Nom : Marty
Père : Delbert Mann
Date de naissance : 1955
Majorité : 04 mai 2016
Type : Sortie vidéo
(Editeur : Wild Side)
Nationalité : USA
Taille : 1h30 / Poids : NC
Genre : Comédie dramatique, Romance
Livret de famille : Ernest Borgnine, Betsy Blair, Esther Minciotti…
Signes particuliers : Un classique « hors normes », qui aura surpris tout son monde en 1955.
CHRONIQUE DE L’AMOUR CHEZ DES GENS ORDINAIRES
LA CRITIQUE
Résumé : Trentenaire résigné par son succès auprès des femmes, Marty s’accommode de son statut d’éternel célibataire. Pourtant, malgré les apparences, ce garçon affable mais complexé souffre, blessé par les remontrances de proches lui rappelant sans cesse l’incongruité de sa situation. Lorsqu’il rencontre Clara, une jeune institutrice timide, qui semblait aussi avoir renoncé à l’amour, Marty caresse enfin l’espoir de mener une vie comme les autres. Mais c’était sans compter sur le mépris soudain de son entourage à l’égard de Clara…L’INTRO :
Marty, c’est l’histoire curieuse d’un tout petit film programmé pour être un flop et qui est devenu un succès public et critique totalement inattendu. C’est l’histoire d’un petit film fragile sans comédiens très connus (à l’époque) et tiré d’un téléfilm qui s’est hissé à la surprise générale, aux sommets des Oscars et du festival de Cannes. C’est l’histoire de l’un des plus gros hold up artistique de l’histoire du cinéma, et au passage de l’une des entreprises les plus rentables qu’ait pu connaître Hollywood. En 1953, le scénariste Paddy Chayefsky, le réalisateur Delbert Mann et le producteur Fred Coe travaillaient tous sur la série The Philco Television Playhouse. Ils s’attèlent ensemble à l’écriture d’un long-métrage sur les mésaventures sentimentales d’un boucher italien rondouillard du Bronx à la recherche de l’amour pour ne pas finir vieux garçon. Le succès du téléfilm amène l’idée d’un film de cinéma. Toute l’équipe rempile et Burt Lancaster rejoint le projet en tant que producteur, l’acteur ayant besoin d’un flop pour de sombres histoires de déductions d’impôts. Il jouera de malchance. Personne ne croyait en ce Marty, porté par la bonhomie d’un Ernest Borgnine alors habitué aux seconds rôles patibulaires et un Betsy Blair qui ne répondaient pas vraiment aux canons de beauté de l’époque (en plus de traverser l’enfer du blacklistage pour ses sympathies marxistes héritées de son mari Gene Kelly). Et pourtant… Marty sera un succès public hors norme à l’affiche pendant de longs mois, suivi d’un triomphe critique avec une Palme d’Or à Cannes et 4 Oscars, dont les plus importants.

§ Exercices à réaliser:
• A. Indiquez si chacune des affirmations suivantes est conforme à la critique de Marty, en répondant par oui ou par non et en citant les mots du texte qui le prouvent : (i) le film a été tiré d’un téléfilm ; (ii) Burt Lancaster espérait que le film soit un succès ; (iii) le film a remporté la Palme d’Or à Cannes.
• B. Continuez la critique de Marty à partir de sa dernière phrase.
Les entrées n’ont aucun rapport avec la critique de Marty.

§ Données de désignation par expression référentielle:
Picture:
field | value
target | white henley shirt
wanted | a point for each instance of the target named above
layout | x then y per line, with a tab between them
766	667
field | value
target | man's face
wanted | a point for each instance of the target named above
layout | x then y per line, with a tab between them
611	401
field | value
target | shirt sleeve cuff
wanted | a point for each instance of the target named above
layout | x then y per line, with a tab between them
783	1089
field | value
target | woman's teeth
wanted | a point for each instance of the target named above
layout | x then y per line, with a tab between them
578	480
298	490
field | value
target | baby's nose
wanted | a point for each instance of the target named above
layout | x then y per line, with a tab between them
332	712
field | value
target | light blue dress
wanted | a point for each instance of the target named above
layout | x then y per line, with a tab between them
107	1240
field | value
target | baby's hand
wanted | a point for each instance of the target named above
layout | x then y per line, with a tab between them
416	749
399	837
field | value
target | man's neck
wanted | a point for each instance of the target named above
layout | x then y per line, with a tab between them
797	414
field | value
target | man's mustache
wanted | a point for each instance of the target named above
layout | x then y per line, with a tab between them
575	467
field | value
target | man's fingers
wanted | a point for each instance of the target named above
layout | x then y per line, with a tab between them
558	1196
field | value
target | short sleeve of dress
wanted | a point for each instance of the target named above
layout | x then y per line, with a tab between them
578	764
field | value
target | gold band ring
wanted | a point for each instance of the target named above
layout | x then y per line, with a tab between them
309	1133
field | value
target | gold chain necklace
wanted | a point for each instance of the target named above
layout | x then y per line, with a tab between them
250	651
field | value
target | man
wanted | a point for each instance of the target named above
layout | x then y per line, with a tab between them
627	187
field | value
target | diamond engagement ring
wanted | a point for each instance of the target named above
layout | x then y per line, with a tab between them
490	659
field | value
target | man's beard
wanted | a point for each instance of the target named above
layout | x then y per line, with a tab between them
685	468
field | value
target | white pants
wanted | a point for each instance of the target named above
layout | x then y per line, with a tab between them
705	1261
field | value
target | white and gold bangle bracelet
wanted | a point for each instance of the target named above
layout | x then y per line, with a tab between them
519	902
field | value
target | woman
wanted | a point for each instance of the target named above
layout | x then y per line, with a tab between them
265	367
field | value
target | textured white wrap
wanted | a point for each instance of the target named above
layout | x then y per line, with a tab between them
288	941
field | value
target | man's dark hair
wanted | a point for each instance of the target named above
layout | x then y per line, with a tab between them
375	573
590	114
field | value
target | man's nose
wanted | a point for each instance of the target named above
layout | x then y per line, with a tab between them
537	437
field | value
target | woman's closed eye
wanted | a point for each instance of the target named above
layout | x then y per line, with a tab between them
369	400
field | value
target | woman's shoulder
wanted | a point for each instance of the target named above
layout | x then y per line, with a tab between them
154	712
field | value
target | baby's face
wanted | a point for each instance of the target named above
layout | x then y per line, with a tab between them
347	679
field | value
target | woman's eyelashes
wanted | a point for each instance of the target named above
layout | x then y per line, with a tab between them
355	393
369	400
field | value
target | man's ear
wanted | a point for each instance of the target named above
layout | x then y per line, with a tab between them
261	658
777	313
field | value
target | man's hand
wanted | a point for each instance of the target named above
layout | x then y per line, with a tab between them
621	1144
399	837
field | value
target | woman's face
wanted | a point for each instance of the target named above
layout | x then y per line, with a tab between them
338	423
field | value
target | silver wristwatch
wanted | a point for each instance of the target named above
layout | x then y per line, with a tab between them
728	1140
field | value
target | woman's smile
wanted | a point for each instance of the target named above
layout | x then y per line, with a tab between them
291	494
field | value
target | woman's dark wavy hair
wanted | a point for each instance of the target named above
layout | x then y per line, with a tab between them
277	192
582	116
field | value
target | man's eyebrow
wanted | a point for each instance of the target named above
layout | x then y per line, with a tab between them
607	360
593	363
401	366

§ Réponses numérotées:
• A.
(i) Oui : « tiré d’un téléfilm ».
(ii) Non : « l’acteur ayant besoin d’un flop pour de sombres histoires de déductions d’impôts ».
(iii) Oui : « un triomphe critique avec une Palme d’Or à Cannes et 4 Oscars ».

• B.
L’AVIS :
Pour un hold-up, autant dire que Marty en est un, et même de taille! Car la redécouverte du film aujourd’hui laisse sérieusement songeur sur la valeur réelle de ce petit drama sentimental (et sentimentaliste) dont les qualités sont davantage à aller chercher du côté de la corrélation entre ce qu’il montre et raconte, et l’époque dans laquelle il a pu le montrer et le raconter. Fortement surestimé, Marty n’est pas loin de s’imposer comme l’une des plus grosses incompréhensions de l’histoire, à la fois de Cannes et des Oscars. Plutôt charmant, sympathique, touchant même, Marty doit surtout sa valeur au contrepied qu’il a pu proposer au regard du cinéma hollywoodien de son temps. Delbert Mann et ses acolytes auront en effet audacieusement casser des codes pourtant inamovibles. Pas de belle gueule de cinéma, pas de beauté diaphane ou de séductrice vampirisant l’écran, Ernest Borgnine n’était pas Marlon Brando et Besty Blair n’était certainement pas Ava Gardner ou Grace Kelly. Marty surprend par sa façon d’inviter des « gens ordinaires » dans un cinéma proposant alors généralement de « l’extraordinaire ». Les icônes d’antan y étaient alors remplacées par des comédiens plus communs, à l’image d’un récit suivant le parcours de deux âmes perdues d’une totale banalité, un petit gros qui se voit « moche comme un chien » et une petite maigrichonne au visage assez ingrat. Ils n’ont rien qui sorte de l’ordinaire, ils ne plaisent pas spécialement et pourtant, on se prête vite à s’attacher à leur normalité, comme on se prête vite à s’attacher à leur tendre histoire où la mélancolie de leur solitude se conjugue à l’espoir d’être heureux un jour.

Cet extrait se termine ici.